- _AUFGABEN_
[1] Übersetzen Sie diesen Satz aus dem Bericht über die Elbetour ins Englische: "So schlugen also zu Beginn des Monats Juli 22 hartgesottene Paddler in Děčín, dem ehemaligen Tetschen-Bodenbach, auf, um auch noch den berühmten Durchbruch durch das Elbsandsteingebirge zu genießen."
[2] Geben Sie aus dem Bericht über die Elbetour den Abschnitt wieder, der mit den Worten "Wir trafen uns" einsetzt und mit "weiteren regionalen Sehenswürdigkeit." schließt, und tauschen Sie darin "Paddler" gegen "Kanuten" aus.

Im Coronajahr 2022 fand zum letzten Mal die Internationale Elbefahrt mit über 40 Teilnehmern statt. Der Veranstalter und Hauptinitiator musste aufgrund eigener Erkrankung die Fahrt für 2023 und 2024 leider absagen. Unser Vereinsvorsitzender wollte sich dieser Tatsache nicht beugen und startete aus eigenem Antrieb eine teilnehmerbegrenzte private "Elbetour light" mit den üblichen Verdächtigen, welche solche Mühen bekanntermaßen nicht scheuen. Immerhin handelt es sich um eine Gesamtstrecke von sage und schreibe: "630 Flußkilometern."
Wir trafen uns dazu zunächst im sächsisch-anhaltinischen Coswig, packten Boote, Gepäck, nebst uns selbst in einen dankenswerterweise bereitgestellten Bus und fuhren damit nach Tschechien. So schlugen also zu Beginn des Monats Juli 22 hartgesottene Paddler in Děčín, dem ehemaligen Tetschen-Bodenbach, auf, um auch noch den berühmten Durchbruch durch das Elbsandsteingebirge zu genießen.
Brütende Sommerhitze empfing uns dort und begleitete uns bis zum Grenzübergang bei Hrensko/ Schmilka sowie auf der Weiterfahrt via Bad Schandau, vorbei an der Feste Königsstein und der berühmten Bastei, einer weiteren regionalen Sehenswürdigkeit.

[Einträge zur Kennzeichnung von Objektpositionen]
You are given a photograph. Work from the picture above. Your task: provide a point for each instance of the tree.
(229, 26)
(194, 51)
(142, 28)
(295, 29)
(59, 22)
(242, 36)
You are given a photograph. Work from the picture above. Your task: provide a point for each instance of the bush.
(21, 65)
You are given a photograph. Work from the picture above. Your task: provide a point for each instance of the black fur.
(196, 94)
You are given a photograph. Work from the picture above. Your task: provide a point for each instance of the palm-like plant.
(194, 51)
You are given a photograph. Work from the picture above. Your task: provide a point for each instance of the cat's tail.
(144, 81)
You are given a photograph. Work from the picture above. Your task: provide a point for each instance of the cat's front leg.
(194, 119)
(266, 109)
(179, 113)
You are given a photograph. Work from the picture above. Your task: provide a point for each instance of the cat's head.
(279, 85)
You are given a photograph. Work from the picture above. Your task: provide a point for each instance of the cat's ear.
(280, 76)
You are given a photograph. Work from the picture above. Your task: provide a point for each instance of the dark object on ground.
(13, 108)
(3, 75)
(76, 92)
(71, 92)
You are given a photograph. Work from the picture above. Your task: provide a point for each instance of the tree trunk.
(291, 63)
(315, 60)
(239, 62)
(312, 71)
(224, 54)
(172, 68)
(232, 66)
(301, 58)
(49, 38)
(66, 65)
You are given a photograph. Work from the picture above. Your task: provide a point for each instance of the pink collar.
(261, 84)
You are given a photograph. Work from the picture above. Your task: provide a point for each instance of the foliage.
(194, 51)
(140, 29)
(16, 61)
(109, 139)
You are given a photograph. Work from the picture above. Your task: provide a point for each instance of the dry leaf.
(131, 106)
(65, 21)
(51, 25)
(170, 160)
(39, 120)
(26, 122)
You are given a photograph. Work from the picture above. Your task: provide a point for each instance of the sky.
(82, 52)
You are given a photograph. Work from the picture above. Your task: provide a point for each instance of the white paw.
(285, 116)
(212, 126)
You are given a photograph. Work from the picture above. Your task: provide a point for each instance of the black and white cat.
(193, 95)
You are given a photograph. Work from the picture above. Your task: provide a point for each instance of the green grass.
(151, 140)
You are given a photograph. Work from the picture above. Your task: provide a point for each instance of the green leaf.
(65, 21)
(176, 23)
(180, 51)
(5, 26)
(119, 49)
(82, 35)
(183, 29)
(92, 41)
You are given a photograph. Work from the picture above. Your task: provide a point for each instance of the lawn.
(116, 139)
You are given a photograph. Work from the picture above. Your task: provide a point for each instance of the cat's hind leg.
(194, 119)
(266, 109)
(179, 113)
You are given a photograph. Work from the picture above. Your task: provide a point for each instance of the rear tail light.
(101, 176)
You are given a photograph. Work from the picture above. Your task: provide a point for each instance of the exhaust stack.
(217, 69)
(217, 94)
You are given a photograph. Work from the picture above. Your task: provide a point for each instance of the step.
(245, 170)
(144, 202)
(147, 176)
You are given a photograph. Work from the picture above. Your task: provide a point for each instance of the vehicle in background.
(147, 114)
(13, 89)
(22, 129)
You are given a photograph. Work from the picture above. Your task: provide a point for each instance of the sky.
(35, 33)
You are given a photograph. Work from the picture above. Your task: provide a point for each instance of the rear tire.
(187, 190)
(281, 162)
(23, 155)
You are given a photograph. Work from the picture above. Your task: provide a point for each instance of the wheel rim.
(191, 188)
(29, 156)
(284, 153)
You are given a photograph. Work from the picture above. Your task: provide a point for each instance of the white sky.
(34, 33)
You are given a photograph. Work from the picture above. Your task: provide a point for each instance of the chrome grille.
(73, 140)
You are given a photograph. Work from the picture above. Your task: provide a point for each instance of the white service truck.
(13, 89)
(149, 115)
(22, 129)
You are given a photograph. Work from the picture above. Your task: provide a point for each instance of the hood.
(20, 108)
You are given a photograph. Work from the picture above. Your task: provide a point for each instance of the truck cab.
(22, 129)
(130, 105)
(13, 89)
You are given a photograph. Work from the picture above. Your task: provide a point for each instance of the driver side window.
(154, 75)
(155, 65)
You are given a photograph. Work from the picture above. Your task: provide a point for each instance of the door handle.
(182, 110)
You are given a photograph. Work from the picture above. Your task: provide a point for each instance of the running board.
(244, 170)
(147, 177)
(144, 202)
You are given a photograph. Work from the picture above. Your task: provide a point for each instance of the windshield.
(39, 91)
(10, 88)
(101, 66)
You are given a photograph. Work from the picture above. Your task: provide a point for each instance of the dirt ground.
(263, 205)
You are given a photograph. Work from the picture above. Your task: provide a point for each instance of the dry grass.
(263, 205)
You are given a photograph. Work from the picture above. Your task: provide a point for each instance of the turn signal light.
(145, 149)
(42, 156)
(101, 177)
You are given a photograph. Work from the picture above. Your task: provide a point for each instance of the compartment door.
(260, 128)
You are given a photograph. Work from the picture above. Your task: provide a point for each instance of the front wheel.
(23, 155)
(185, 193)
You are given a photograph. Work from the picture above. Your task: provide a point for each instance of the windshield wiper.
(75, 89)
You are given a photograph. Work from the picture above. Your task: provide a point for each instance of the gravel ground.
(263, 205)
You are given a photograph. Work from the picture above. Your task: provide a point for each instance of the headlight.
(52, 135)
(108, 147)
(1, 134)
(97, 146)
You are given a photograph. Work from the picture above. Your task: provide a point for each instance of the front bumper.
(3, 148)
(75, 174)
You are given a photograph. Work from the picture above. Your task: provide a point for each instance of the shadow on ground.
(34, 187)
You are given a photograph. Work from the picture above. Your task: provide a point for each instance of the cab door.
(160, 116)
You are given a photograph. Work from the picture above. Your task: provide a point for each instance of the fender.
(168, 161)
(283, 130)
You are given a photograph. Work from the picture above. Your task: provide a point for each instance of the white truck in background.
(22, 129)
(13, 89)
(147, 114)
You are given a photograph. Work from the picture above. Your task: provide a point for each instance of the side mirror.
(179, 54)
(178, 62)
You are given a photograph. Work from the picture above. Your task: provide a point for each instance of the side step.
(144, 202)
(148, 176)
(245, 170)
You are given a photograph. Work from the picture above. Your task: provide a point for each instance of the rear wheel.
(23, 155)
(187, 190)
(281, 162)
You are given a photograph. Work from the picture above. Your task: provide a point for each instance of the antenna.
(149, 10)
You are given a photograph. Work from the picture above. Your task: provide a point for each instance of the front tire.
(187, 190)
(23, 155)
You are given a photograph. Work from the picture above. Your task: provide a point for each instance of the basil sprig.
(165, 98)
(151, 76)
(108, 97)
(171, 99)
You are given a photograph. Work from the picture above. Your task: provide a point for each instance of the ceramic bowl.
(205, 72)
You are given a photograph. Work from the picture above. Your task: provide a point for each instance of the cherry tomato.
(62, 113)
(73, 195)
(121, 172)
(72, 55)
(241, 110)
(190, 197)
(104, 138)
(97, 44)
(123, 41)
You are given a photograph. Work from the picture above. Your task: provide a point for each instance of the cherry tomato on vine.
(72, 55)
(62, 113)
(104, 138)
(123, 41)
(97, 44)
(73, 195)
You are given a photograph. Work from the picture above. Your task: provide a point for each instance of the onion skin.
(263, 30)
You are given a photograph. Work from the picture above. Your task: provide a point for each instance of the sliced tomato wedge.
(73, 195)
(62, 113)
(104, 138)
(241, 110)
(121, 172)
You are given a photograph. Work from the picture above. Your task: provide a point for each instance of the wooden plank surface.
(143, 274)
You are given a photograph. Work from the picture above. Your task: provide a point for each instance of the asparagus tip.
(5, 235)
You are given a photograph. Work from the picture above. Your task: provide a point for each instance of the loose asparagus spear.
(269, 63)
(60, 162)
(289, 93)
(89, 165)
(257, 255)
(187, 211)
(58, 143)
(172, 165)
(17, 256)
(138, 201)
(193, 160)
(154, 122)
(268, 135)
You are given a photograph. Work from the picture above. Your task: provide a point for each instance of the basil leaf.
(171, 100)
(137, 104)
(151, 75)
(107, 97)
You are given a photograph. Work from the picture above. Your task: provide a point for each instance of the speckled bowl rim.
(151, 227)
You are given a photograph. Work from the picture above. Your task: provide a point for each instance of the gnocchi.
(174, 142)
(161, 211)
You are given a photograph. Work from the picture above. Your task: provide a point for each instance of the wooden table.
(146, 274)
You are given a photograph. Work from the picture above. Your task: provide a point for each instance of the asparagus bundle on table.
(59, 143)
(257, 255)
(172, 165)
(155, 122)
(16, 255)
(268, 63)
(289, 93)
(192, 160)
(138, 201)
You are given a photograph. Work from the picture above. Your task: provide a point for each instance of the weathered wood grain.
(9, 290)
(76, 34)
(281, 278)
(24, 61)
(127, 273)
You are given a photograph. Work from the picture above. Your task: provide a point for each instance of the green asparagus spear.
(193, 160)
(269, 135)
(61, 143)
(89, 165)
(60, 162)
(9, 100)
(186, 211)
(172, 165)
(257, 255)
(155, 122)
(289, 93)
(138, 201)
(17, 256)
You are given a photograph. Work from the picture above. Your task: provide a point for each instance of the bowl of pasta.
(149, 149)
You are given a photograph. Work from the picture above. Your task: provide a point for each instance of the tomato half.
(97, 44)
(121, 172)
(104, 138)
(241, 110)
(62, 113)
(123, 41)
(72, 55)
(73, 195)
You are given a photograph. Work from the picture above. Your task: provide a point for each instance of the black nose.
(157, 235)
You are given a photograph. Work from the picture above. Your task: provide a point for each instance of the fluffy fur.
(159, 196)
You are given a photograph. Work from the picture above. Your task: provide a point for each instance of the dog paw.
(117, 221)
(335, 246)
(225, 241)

- _LÖSUNGEN_
[1] And so, at the beginning of July, 22 hardened paddlers turned up in Děčín, formerly Tetschen-Bodenbach, so as to enjoy the famous breakthrough through the Elbe Sandstone Mountains as well.

[2]
Wir trafen uns dazu zunächst im sächsisch-anhaltinischen Coswig, packten Boote, Gepäck, nebst uns selbst in einen dankenswerterweise bereitgestellten Bus und fuhren damit nach Tschechien. So schlugen also zu Beginn des Monats Juli 22 hartgesottene Kanuten in Děčín, dem ehemaligen Tetschen-Bodenbach, auf, um auch noch den berühmten Durchbruch durch das Elbsandsteingebirge zu genießen.
Brütende Sommerhitze empfing uns dort und begleitete uns bis zum Grenzübergang bei Hrensko/ Schmilka sowie auf der Weiterfahrt via Bad Schandau, vorbei an der Feste Königsstein und der berühmten Bastei, einer weiteren regionalen Sehenswürdigkeit.